■ Problems to work on ■
A. Summarize the DRM excerpt in two sentences.
B. Reproduce the passage of the DRM excerpt starting at "Thus the EET" and ending at "the content industry.".
C. In the DRM excerpt, how many times larger than the content industry did Birch say the telecommunications industry is?

■ Excerpt ■
begin
Post by Kreshna Aryaguna Nurzaman »

A very interesting article.
DRM and the tech industry's "girlie men"

By Jon Stokes

If only I could've been there to stand up and clap:

"Why are you such a bunch of big girls?" asked Birch. "Why don't you tell the content owners to just get stuffed?" He continued unabated: "You're too seduced by the content industry, Hollywood is not even a $10 billion industry. Hollywood is small compared to the telecom industry. Why don't you take a stronger line? Consumers don't want DRM at all. You can't sell DRM."

Thus the EET reports the outburst of audience member David Birch, who stood up during the Q&A part of a panel on DRM at the 3GSM conference in Barcelona and let rip at the telecom industry panelists. David Benjamin, who filed the story for the EET, reports that Birch also told the panelists that telecommunications industry is 15 times the size of the content industry.

In a later column at the EET, Spencer Chin approvingly cites the story of Birch's outburst, and manfully (though not entirely successfully) attempts to laud Birch for "stirring the pot" while simultaneously censuring name-calling at professional conferences.

I say bring on the name-calling. In fact, if Mr. Birch happens to read this post, we'd like to formally offer to let him have the mike for a moment so that he can preach, heckle, and harangue a bit more in a guest editorial on content vs. the carriers. Just drop us an email.

For my part, the coverage of Birch's rant definitely got me thinking. The total cost of Peter Jackson's King Kong was somewhere north of US$200 million. That's quite a bit, but such big-budget blockbusters are rare, and you can make and market a Hollywood movie for well under half that figure. Indeed, Brokeback Mountain had a production budget of only US$14 million.
end
(Dataset rows about where objects appear)
begin
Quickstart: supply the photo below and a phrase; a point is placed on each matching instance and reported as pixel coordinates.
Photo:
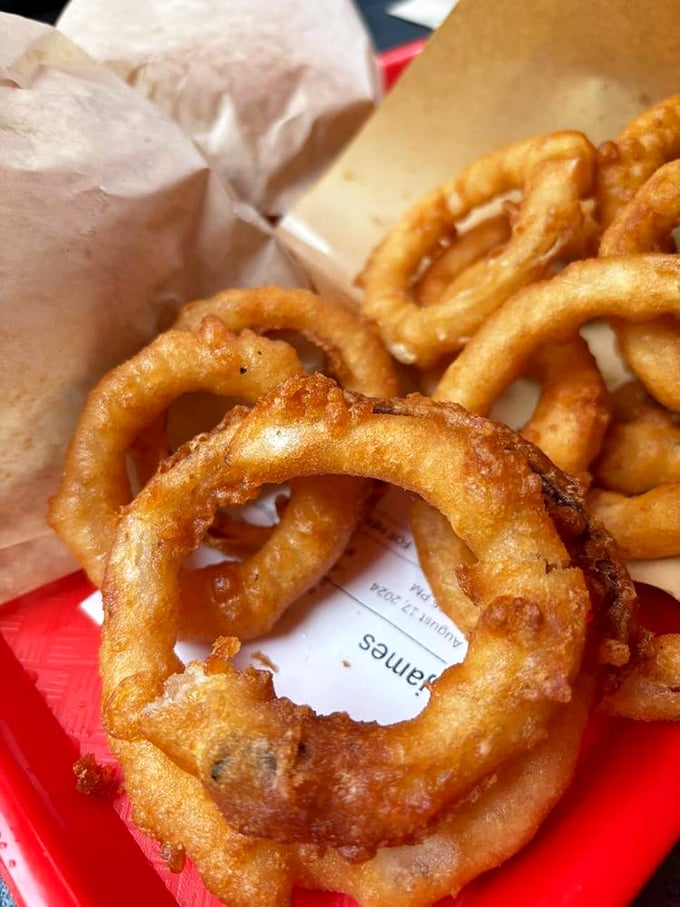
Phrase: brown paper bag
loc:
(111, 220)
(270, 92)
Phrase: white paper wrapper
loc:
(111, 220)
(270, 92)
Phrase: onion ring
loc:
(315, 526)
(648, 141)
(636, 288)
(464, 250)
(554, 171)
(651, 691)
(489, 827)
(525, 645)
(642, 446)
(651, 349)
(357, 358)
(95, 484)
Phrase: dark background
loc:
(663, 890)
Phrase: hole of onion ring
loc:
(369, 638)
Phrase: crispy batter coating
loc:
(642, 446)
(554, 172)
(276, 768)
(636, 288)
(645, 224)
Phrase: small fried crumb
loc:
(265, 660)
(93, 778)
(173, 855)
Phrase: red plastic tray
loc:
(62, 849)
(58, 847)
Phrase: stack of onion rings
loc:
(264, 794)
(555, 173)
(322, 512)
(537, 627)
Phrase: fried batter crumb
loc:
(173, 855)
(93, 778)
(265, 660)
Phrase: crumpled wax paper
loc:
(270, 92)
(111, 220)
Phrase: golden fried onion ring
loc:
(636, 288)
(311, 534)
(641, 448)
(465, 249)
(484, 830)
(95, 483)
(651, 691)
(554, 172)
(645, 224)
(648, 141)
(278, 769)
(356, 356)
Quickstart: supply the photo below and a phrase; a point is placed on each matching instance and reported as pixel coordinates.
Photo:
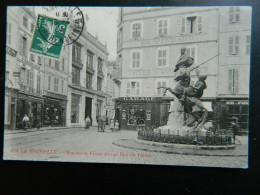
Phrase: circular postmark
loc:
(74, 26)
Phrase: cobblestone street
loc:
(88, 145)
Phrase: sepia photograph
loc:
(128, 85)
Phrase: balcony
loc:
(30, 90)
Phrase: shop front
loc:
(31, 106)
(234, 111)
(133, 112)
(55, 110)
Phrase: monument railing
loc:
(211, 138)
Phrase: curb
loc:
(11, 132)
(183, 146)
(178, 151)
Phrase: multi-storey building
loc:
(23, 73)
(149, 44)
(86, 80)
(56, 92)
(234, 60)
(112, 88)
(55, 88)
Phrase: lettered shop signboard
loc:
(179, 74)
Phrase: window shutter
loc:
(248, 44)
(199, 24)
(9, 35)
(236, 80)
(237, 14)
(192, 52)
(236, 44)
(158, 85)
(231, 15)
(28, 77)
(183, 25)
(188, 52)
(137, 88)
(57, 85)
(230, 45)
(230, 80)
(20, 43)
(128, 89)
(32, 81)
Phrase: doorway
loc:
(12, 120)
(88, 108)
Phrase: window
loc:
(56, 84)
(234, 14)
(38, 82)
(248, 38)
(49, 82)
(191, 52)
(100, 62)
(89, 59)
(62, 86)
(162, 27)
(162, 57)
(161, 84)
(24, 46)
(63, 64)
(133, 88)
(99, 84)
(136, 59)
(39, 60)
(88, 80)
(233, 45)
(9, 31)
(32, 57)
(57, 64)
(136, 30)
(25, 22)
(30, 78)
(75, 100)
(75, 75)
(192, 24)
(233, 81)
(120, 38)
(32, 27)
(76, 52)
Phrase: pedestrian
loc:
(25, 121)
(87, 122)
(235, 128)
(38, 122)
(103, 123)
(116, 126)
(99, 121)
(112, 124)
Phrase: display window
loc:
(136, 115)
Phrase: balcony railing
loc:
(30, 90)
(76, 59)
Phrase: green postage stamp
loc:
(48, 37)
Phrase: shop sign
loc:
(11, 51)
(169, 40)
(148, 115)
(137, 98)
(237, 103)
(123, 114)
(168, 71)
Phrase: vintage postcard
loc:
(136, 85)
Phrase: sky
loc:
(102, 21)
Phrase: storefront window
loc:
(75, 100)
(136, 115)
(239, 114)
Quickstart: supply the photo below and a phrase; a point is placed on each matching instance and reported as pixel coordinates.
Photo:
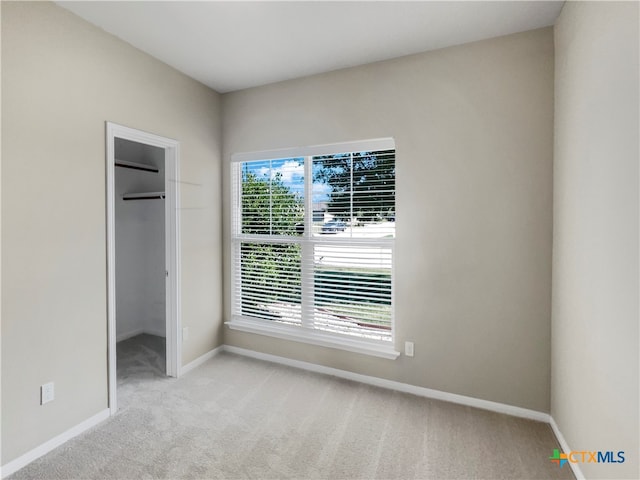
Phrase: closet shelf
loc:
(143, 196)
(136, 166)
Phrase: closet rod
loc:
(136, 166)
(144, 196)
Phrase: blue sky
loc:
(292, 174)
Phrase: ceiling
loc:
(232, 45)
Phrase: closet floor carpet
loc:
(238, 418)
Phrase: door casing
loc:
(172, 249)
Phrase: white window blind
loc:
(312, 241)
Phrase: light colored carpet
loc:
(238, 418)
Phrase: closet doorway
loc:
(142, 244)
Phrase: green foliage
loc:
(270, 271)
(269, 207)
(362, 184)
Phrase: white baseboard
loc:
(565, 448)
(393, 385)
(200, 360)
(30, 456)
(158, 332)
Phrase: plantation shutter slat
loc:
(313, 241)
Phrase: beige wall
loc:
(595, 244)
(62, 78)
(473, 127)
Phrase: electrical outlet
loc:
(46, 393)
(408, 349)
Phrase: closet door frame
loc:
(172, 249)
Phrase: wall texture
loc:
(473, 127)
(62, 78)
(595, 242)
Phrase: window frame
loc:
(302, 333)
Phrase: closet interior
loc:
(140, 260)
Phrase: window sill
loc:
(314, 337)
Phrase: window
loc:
end
■ Solutions to the problems ■
A. At a DRM panel at the 3GSM conference in Barcelona, audience member David Birch berated the telecom industry panelists for being too seduced by the content industry, saying consumers don't want DRM and that telecom is 15 times the size of the content industry. The writer welcomes the name-calling, offers Birch a guest editorial, and notes that although King Kong cost over US$200 million, a Hollywood movie can be made and marketed for well under half that, with Brokeback Mountain's production budget at only US$14 million.

B.
Thus the EET reports the outburst of audience member David Birch, who stood up during the Q&A part of a panel on DRM at the 3GSM conference in Barcelona and let rip at the telecom industry panelists. David Benjamin, who filed the story for the EET, reports that Birch also told the panelists that telecommunications industry is 15 times the size of the content industry.

C. Fifteen times.